* 入力データ *
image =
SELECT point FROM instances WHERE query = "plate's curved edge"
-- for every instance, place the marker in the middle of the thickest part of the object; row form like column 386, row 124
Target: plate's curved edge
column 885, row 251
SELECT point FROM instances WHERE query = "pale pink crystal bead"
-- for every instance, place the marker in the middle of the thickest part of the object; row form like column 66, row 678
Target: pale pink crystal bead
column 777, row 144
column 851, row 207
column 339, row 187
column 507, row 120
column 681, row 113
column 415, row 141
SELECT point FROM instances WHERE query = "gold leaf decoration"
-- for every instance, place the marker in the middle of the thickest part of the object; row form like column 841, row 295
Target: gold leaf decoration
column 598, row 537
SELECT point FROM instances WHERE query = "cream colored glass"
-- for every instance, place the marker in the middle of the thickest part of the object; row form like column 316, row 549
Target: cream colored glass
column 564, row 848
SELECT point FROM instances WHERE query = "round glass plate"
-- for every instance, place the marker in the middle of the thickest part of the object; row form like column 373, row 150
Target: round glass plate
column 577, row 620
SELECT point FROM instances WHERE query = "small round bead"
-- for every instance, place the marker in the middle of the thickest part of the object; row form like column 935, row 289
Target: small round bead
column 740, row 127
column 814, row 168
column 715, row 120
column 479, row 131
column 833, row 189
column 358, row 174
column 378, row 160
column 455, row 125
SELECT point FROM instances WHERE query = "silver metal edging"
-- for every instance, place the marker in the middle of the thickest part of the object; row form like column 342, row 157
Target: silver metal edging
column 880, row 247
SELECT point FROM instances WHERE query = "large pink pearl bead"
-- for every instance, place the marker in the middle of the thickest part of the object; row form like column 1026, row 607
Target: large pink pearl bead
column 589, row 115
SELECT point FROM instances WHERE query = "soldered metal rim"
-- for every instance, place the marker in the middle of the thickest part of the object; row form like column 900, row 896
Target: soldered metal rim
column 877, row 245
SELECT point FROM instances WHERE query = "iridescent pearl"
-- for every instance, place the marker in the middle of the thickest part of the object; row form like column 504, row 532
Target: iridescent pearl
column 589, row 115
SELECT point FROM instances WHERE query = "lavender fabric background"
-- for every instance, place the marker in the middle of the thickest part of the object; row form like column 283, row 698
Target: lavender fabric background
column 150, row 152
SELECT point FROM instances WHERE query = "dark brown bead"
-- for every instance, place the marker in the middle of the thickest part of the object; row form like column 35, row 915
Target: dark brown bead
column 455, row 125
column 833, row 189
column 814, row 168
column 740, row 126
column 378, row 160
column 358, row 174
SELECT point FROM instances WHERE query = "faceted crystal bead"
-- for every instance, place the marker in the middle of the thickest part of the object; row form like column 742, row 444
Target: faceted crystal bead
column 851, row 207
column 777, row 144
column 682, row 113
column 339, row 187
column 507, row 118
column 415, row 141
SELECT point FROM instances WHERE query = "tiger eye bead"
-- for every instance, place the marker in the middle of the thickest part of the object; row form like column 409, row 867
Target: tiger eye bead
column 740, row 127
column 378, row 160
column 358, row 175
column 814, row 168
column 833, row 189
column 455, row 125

* 目的 *
上記のレコードをすべて、一字一句変えずに引用してください。

* 回答 *
image =
SELECT point FROM instances WHERE query = "plate's curved edge"
-- for every instance, place the marker in the middle of the thickest part of the object; row form like column 386, row 124
Target: plate's curved edge
column 885, row 251
SELECT point FROM instances WHERE query = "pale pink crystal bead"
-- for every instance, place the marker in the middle of the thickest part of the object; row form like column 66, row 678
Target: pale pink crystal bead
column 777, row 144
column 851, row 207
column 339, row 187
column 507, row 120
column 681, row 113
column 415, row 141
SELECT point FROM instances WHERE query = "gold leaf decoration"
-- for every instance, place the marker in the middle of the thickest part of the object; row form like column 841, row 295
Target: gold leaf decoration
column 598, row 537
SELECT point FROM instances WHERE query = "cream colored glass"
-- for every instance, place the marker in the middle of the thickest part of the object; row form like column 316, row 549
Target: cream colored glass
column 564, row 848
SELECT point FROM instances WHERE query = "round glass plate"
-- for every instance, place the marker in the middle of the thickest part of the object; row form like column 373, row 150
Target: round glass plate
column 577, row 620
SELECT point FROM instances WHERE query = "small round bead"
-- for every instance, place the marker in the middle of the thickest part of the object; row form like column 935, row 289
Target: small round bead
column 740, row 127
column 814, row 168
column 715, row 120
column 479, row 131
column 833, row 189
column 358, row 174
column 378, row 160
column 455, row 125
SELECT point FROM instances WHERE query = "silver metal edging"
-- for every instance, place the marker in the middle of the thickest part of the object; row form like column 342, row 157
Target: silver metal edging
column 880, row 247
SELECT point FROM instances WHERE query = "large pink pearl bead"
-- for every instance, place the marker in the middle of the thickest part of the object; row form like column 1026, row 607
Target: large pink pearl bead
column 589, row 115
SELECT point FROM instances WHERE query = "soldered metal rim"
-- for every instance, place the marker in the middle of the thickest part of the object; row form like column 900, row 896
Target: soldered metal rim
column 877, row 245
SELECT point FROM instances WHERE query = "iridescent pearl"
-- for every instance, place the marker in the middle of the thickest part of the object; row form like column 504, row 532
Target: iridescent pearl
column 589, row 115
SELECT point FROM instances WHERE query = "lavender fabric background"
-- for every instance, place the marker in the middle of the thickest part of the object; row form like column 283, row 698
Target: lavender fabric background
column 150, row 152
SELECT point FROM instances WHERE query = "dark brown bead"
-- for every instance, place the marker in the middle of the thickest part of the object; row form like column 35, row 915
Target: dark brown bead
column 455, row 125
column 833, row 189
column 814, row 168
column 740, row 126
column 378, row 160
column 358, row 174
SELECT point FROM instances WHERE query = "faceted crystal bead"
-- for every instance, place the marker in the middle of the thickest part of the object; row form like column 742, row 444
Target: faceted crystal bead
column 851, row 207
column 777, row 144
column 682, row 113
column 339, row 187
column 507, row 118
column 415, row 141
SELECT point FROM instances WHERE query = "tiger eye bead"
-- for every instance, place the marker in the middle of the thickest part of the object; row form like column 409, row 867
Target: tiger eye bead
column 740, row 127
column 378, row 160
column 358, row 175
column 814, row 168
column 833, row 189
column 455, row 125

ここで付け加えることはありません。